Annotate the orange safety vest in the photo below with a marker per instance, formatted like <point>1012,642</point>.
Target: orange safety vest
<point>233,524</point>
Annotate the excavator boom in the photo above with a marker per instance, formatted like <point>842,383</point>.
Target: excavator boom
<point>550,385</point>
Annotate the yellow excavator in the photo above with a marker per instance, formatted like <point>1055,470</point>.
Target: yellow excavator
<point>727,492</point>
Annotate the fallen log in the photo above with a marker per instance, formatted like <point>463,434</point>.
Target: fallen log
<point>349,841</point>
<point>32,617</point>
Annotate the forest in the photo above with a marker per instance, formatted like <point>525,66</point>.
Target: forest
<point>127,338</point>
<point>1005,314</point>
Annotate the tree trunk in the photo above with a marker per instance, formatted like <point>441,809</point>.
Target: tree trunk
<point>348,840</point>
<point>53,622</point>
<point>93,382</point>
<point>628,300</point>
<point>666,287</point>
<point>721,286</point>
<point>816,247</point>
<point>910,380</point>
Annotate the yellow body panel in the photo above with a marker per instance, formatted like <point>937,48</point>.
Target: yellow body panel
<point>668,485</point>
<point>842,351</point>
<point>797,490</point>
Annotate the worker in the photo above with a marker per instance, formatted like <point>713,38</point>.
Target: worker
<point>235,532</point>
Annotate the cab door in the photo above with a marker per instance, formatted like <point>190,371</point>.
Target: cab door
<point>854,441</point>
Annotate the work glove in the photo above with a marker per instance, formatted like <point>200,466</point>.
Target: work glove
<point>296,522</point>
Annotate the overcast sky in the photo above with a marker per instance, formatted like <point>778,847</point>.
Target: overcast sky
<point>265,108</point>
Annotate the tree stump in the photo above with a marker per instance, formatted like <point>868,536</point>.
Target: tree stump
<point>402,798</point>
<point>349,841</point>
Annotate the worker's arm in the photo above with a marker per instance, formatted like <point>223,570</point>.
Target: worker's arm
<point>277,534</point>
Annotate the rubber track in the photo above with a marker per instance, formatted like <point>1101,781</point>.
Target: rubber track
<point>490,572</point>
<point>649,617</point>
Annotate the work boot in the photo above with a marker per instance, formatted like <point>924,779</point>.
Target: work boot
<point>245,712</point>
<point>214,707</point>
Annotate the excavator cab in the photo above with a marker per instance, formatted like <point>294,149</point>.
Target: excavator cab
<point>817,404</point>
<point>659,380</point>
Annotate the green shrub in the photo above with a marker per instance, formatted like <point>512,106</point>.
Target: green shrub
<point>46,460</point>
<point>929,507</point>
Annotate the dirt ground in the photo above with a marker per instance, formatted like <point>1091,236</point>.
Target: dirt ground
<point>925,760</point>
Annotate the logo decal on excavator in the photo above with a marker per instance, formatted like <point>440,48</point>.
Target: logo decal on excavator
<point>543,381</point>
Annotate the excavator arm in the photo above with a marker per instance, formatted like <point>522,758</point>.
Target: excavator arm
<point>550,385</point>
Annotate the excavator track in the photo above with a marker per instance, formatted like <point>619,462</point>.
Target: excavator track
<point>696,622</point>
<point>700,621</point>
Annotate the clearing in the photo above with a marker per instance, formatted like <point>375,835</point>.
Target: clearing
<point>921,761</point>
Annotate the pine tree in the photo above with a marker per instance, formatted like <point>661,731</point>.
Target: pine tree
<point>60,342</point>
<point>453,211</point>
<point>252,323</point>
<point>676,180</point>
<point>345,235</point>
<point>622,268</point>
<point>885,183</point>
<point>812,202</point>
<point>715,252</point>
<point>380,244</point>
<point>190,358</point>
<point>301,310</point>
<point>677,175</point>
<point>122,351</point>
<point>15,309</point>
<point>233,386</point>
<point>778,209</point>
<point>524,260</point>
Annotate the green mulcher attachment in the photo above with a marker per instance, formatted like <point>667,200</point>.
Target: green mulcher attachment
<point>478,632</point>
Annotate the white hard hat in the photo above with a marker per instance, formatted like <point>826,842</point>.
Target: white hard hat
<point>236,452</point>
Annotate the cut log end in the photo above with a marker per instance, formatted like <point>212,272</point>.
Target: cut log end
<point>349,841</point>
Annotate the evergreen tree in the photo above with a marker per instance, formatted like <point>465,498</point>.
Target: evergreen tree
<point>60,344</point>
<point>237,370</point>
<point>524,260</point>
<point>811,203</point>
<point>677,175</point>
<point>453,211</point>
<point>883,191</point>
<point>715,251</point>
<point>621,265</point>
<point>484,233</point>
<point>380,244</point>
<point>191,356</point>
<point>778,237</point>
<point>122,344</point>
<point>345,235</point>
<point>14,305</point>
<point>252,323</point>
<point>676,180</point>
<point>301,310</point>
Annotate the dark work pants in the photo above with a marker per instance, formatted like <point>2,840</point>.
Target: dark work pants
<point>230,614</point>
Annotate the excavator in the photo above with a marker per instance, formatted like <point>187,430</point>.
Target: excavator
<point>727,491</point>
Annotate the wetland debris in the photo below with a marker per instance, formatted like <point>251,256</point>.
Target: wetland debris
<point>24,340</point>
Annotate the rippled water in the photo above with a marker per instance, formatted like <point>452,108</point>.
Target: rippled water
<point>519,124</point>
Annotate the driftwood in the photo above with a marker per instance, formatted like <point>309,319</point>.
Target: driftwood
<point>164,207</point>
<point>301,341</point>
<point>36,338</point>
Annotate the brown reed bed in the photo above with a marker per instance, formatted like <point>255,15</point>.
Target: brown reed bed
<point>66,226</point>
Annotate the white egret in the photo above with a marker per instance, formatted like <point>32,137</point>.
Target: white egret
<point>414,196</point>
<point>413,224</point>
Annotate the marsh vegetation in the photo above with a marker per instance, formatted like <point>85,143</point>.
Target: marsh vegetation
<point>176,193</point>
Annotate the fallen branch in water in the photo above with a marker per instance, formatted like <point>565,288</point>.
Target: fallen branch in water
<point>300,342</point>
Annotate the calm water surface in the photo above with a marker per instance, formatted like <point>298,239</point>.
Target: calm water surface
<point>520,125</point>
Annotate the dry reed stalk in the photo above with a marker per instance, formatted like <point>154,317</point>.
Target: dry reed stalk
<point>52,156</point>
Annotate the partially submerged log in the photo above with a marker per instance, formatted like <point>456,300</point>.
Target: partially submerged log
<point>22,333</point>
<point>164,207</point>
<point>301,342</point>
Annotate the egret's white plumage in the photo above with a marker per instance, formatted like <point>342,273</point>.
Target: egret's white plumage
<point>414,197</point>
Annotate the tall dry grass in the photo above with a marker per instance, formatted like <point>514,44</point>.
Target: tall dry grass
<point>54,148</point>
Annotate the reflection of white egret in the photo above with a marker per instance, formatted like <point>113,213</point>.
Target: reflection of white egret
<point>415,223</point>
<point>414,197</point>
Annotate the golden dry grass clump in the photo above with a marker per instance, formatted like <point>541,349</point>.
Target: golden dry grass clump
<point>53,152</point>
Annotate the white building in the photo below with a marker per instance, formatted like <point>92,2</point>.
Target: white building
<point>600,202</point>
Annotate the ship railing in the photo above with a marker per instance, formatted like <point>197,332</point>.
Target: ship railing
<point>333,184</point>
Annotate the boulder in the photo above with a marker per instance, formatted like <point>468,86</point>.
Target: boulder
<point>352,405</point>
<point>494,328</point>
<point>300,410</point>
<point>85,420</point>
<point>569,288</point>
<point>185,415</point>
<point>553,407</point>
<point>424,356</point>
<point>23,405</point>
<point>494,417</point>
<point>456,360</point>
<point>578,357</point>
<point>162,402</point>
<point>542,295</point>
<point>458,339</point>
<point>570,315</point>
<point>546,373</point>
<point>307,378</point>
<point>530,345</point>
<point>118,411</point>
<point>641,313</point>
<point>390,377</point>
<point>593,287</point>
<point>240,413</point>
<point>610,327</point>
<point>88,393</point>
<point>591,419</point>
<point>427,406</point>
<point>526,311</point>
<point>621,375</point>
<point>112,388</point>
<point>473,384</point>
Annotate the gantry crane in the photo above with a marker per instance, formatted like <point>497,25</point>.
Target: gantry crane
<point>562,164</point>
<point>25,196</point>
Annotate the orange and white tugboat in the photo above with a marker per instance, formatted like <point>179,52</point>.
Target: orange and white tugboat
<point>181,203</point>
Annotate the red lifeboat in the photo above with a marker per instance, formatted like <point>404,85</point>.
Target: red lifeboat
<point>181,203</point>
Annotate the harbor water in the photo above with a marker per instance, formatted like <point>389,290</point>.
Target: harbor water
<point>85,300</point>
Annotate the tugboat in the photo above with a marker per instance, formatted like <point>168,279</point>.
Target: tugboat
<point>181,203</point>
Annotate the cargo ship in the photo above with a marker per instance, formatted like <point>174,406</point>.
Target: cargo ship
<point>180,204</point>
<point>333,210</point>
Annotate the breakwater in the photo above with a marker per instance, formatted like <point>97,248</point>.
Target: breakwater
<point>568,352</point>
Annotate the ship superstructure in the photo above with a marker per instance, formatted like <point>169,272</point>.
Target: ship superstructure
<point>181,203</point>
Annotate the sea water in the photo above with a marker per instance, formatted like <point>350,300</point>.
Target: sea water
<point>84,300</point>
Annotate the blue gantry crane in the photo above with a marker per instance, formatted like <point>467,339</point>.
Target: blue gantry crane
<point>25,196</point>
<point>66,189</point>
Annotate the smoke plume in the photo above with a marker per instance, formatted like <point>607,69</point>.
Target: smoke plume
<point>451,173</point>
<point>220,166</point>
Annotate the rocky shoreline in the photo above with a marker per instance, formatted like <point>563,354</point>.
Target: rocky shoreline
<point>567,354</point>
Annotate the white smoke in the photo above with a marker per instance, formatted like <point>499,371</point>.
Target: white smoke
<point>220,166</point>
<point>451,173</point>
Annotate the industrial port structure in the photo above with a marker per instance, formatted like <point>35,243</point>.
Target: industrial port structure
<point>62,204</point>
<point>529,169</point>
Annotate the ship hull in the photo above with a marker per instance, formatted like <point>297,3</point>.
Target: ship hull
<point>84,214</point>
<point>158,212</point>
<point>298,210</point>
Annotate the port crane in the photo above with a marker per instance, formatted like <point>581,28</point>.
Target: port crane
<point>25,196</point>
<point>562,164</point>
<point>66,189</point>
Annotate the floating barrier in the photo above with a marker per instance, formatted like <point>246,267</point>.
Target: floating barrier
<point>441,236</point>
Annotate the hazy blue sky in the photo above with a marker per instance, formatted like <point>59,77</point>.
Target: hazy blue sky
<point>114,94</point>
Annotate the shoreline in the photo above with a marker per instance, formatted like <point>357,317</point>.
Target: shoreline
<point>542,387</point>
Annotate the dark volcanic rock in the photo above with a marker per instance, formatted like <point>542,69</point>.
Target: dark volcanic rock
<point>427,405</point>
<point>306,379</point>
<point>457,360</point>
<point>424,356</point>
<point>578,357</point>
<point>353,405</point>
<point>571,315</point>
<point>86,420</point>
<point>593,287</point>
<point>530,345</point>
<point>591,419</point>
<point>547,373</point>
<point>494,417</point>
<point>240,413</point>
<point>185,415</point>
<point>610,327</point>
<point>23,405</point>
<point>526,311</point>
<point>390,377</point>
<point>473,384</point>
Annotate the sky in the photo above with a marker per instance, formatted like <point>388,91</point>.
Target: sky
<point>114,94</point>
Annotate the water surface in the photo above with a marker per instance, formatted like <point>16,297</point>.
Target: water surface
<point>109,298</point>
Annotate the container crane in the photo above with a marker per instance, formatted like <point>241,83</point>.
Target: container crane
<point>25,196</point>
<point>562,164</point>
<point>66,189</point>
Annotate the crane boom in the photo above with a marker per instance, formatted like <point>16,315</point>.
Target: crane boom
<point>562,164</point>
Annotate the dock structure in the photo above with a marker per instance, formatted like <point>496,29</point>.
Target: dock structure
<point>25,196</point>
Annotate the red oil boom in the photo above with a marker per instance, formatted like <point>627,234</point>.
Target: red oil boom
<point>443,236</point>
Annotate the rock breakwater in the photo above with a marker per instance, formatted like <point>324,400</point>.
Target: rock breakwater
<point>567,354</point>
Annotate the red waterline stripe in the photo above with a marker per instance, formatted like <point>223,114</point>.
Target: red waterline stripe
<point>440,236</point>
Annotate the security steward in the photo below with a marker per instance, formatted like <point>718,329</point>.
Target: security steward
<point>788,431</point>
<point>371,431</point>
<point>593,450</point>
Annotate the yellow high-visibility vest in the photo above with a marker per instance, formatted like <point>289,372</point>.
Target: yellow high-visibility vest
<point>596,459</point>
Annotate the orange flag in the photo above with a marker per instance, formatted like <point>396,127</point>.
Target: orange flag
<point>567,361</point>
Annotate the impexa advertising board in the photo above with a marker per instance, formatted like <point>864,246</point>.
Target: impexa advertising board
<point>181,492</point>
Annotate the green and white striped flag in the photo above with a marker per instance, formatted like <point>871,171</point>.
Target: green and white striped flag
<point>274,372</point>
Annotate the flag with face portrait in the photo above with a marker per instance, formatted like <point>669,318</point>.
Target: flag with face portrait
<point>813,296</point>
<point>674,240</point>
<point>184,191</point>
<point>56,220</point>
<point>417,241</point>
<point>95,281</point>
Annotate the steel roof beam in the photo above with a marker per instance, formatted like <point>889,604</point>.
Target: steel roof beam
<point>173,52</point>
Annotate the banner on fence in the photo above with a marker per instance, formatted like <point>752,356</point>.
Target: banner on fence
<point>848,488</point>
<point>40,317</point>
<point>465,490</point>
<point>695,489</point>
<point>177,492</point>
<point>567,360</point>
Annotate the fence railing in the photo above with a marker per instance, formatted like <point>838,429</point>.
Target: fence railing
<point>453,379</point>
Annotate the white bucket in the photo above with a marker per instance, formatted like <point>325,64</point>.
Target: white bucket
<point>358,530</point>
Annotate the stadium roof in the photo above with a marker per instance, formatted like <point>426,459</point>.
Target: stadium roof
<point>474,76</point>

What this task involves. Write out, from the lines above, only those from the line with "Annotate the worker's" to the line with "Annotate the excavator track", exactly as given, including the first and the last.

Solution to this problem.
Annotate the worker's arm in the photo above with a marker per instance, formatted like <point>223,570</point>.
Target: worker's arm
<point>277,534</point>
Annotate the rubber track in the photo above with a marker per instance, formatted like <point>1101,781</point>.
Target: rubber track
<point>490,572</point>
<point>649,617</point>
Annotate the work boot in the photo above with a marker per instance, formatted like <point>924,779</point>.
Target: work boot
<point>245,712</point>
<point>214,707</point>
Annotate the excavator cab in the photo above with a marker per instance, formatted like <point>294,149</point>.
Target: excavator cab
<point>817,404</point>
<point>659,380</point>
Annotate the green shrub in the photo above with a marker per instance, formatted like <point>512,106</point>.
Target: green shrub
<point>46,460</point>
<point>929,507</point>
Annotate the dirt ground in the photo above with a marker per instance, formatted like <point>1091,236</point>.
Target: dirt ground
<point>925,760</point>
Annotate the logo decal on excavator in the photo above with a marker per instance, formatted like <point>440,48</point>.
Target: logo decal on excavator
<point>543,381</point>
Annotate the excavator arm in the photo above with a marker per instance, formatted like <point>522,758</point>.
Target: excavator arm
<point>550,385</point>
Annotate the excavator track in the photo above with a marker per instance, formatted like <point>619,462</point>.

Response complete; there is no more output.